BEGIN Supplied text

This map shows new coronavirus cases by ZIP code reported over the last 10 days.
Vanderbilt University researchers have downgraded COVID-19
numbers across the state in a new report that shows an improving situation here but does not account for the reopening of the state’s economy.
Two weeks ago
, researchers with the school said the state’s virus situation remained “fragile and uncertain." That report looked ahead at when (or if) the state would need to, once again, close its economy if spikes in the virus returned and hospitals got swamped.
The new report does not contain the words fragile or uncertain. Instead, it shows just how much the data and its model have changed since the first report in early April.
For one, the April report predicted the transmission rate (the number of people infected by one person) would reduce to 1.0 by mid-May. That number was reached — statewide, anyway — by mid-April. Current transmission rates in Memphis and Nashville hover around 1.0, according to the paper. All of this changed their predictions altogether.
“This effectively reduced the growth of COVID-19, as it meant that cases (and hospitalizations) were no longer growing exponentially,” reads the report (see below for the full report).
This pushed the predicted number of people in the hospital at one time down to around 300. As of May 11, 275 people were hospitalized with COVID-19 across the state, “not to a point of stressing hospital capacity.” Also, earlier models predicted average hospital stays of 14 days. New data shows average stays here are closer to seven days.
While the state has seen spikes in new cases, no similar spike has been seen in hospitalizations, according to the paper. The researchers said extensive testing in Tennessee is likely the reason the two numbers aren’t more closely linked. That testing has brought new questions.
“The recent changes in testing capacity in Tennessee makes modeling COVID-19 trends difficult because the rise in the number of cases could either reflect improved detection of existing infections as testing capacity increases, evidence of an increase in transmission, or both,” reads the paper. “Teasing apart these factors has been an important focus of our work over the last few weeks.”
However, the new figures should only be used as a baseline, said the researchers. The virus takes 14 days to incubate, and cases reported this week were likely transmitted two weeks ago, before stores, restaurants, and more were allowed to open.
“Because of this time lag, we believe it is too early to assess the impact of businesses reopening across the state or of more Tennesseans resuming activities outside their homes,” reads the report.

END Supplied text
BEGIN Recorded data

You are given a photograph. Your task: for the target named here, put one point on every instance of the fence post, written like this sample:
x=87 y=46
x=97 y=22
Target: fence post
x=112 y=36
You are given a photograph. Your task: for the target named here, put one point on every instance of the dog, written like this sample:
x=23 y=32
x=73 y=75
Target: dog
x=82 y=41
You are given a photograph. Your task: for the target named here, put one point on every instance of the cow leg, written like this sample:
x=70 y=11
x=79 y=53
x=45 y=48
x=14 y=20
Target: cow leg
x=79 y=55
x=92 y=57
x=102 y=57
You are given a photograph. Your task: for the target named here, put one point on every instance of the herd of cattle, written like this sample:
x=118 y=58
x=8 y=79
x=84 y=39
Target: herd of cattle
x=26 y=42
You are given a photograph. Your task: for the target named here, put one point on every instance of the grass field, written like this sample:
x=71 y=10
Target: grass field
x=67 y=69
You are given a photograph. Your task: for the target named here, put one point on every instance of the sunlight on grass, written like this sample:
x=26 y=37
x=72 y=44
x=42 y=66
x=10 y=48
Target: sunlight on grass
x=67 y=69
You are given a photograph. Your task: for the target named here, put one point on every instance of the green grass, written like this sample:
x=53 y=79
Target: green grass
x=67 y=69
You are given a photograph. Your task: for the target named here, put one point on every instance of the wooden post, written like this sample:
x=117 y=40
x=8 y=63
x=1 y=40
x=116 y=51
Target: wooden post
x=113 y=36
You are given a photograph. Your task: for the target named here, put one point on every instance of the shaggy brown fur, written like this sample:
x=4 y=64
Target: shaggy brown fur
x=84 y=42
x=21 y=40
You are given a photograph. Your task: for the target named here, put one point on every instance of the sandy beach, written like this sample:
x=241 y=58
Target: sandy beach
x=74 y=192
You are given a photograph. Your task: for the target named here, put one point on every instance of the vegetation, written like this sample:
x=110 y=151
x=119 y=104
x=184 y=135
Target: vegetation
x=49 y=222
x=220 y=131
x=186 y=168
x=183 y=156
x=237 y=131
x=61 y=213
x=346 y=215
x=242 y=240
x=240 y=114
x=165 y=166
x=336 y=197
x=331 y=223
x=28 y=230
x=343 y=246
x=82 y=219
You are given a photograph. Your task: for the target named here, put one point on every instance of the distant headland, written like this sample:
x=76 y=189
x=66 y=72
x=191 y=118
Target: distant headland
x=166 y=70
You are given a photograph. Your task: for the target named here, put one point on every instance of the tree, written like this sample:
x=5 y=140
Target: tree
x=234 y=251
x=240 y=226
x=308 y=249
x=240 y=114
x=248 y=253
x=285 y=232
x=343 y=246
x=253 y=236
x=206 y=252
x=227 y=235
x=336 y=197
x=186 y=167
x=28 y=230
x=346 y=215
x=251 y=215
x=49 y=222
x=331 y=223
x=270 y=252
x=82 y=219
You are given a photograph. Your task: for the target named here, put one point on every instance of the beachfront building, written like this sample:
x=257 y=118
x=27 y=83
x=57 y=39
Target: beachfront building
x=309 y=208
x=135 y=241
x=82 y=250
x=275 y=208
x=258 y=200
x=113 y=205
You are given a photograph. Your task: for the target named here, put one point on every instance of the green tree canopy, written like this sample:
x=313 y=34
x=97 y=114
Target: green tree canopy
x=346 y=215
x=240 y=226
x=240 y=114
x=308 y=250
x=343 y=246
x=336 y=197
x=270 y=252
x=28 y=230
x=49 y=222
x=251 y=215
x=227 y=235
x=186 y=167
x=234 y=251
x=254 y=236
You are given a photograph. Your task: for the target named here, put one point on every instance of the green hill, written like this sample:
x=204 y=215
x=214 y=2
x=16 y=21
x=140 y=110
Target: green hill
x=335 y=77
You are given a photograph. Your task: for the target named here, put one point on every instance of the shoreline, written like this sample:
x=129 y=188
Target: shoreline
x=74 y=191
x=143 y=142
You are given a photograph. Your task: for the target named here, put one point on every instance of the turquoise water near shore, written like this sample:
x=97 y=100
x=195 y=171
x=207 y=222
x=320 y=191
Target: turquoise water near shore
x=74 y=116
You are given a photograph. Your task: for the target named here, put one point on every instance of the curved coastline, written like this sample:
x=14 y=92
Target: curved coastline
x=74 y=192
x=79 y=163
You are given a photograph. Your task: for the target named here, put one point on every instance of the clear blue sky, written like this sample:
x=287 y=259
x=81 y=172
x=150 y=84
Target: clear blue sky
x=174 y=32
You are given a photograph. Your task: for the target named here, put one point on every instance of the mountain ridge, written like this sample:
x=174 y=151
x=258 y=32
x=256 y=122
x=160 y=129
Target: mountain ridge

END Recorded data

■ Tasks for this exercise
a: According to the article, how many people were hospitalized with COVID-19 across the state as of May 11?
b: Write out the article from "Vanderbilt University researchers" up to and including "the state’s economy.".
The listing has no connection to the article.

■ Responses in order
a: 275 people

b:
Vanderbilt University researchers have downgraded COVID-19
numbers across the state in a new report that shows an improving situation here but does not account for the reopening of the state’s economy.